- _Work to do_
Can you rewrite the records below as a numbered list, leaving out any blank lines?

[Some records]
-*-
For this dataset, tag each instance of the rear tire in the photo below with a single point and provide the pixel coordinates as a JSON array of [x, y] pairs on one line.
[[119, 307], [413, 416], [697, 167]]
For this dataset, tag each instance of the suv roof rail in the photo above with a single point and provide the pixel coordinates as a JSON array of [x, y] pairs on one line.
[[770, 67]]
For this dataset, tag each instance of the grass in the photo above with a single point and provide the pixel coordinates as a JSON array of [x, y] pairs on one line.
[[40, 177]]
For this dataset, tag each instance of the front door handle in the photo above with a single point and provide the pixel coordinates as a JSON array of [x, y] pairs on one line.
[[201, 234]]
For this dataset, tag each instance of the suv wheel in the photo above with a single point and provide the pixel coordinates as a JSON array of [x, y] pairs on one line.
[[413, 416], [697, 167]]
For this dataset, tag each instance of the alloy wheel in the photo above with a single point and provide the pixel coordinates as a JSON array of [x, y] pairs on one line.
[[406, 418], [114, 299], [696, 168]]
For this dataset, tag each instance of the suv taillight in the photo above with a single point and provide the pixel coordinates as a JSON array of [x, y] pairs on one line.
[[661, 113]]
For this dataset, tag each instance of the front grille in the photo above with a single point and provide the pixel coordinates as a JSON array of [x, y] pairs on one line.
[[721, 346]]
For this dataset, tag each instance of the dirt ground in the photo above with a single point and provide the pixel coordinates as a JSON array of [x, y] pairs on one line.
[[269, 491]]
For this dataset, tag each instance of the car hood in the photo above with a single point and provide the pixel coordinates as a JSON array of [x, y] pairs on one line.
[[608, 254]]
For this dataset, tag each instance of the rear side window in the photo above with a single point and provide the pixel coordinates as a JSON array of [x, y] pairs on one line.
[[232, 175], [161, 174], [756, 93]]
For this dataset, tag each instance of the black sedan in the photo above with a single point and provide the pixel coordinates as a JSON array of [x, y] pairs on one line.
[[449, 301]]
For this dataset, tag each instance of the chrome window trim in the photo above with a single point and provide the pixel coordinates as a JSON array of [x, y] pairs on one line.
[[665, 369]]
-*-
- _Exercise solution_
1. For this dataset, tag each instance of the rear tire in the photo below with a single point and provide the pixel coordinates as a JSON array of [x, y] pairs on one line.
2. [[119, 307], [413, 416], [697, 167]]
3. For this dataset, tag each instance of the suv roof rail in the photo above with a single point and provide the pixel coordinates as a JSON array of [x, y] pairs on one line.
4. [[770, 67]]
5. For this dataset, tag each instance of the grass in the photo above with a single point and provide the pixel coordinates as a JSON array of [x, y] pairs on one line.
6. [[40, 177]]
7. For this dataset, tag each instance of the front door handle in the photo above with a single point and provide the pixel coordinates as a JSON array of [x, y] pairs on one line.
8. [[201, 234]]
9. For this dataset, tag each instance of the suv wheel in the photo above with a single point and provide the pixel coordinates as a JSON array of [x, y] pairs on one line.
10. [[413, 416], [697, 167]]
11. For this dataset, tag each instance of the alloy wheel in the photo above with a single point and provide the pixel coordinates as a JSON array of [x, y] pairs on one line.
12. [[406, 418], [114, 299], [696, 168]]
13. For this dataset, tag each instance of the suv taillight in the photo above with a single point and provide the pixel coordinates as a JSON array of [x, y] pairs on one line.
14. [[661, 113]]
15. For this dataset, tag each instance of the front grille in the photo above with a single point and provide the pixel coordinates as a JSON array of [x, y] pairs on one line.
16. [[721, 346]]
17. For this dataset, tag each instance of the dirt ground in the photo above with a single point and provide the pixel coordinates as a JSON array of [x, y] pairs on one line.
18. [[269, 491]]
19. For this dataset, tag each instance of the car hood in the photo above with a single point and provide the pixel coordinates as a JSON array of [x, y] pairs on one line.
20. [[608, 254]]
21. For this dataset, tag each instance of the rear side window in the photo above with a single point and provide the pixel coordinates as a JSON array of [x, y] pairs on one line.
22. [[232, 175], [161, 174], [756, 93]]
23. For this dataset, tag each instance of the black sedan in the photo above with a single point and provide the pixel coordinates as a JSON array of [x, y] pairs on one line.
24. [[449, 301]]
25. For this dataset, tag each instance of the chrome window trim in the photo above with a single point and provide the pixel coordinates as a JSON array of [x, y] pairs on one line.
26. [[665, 369]]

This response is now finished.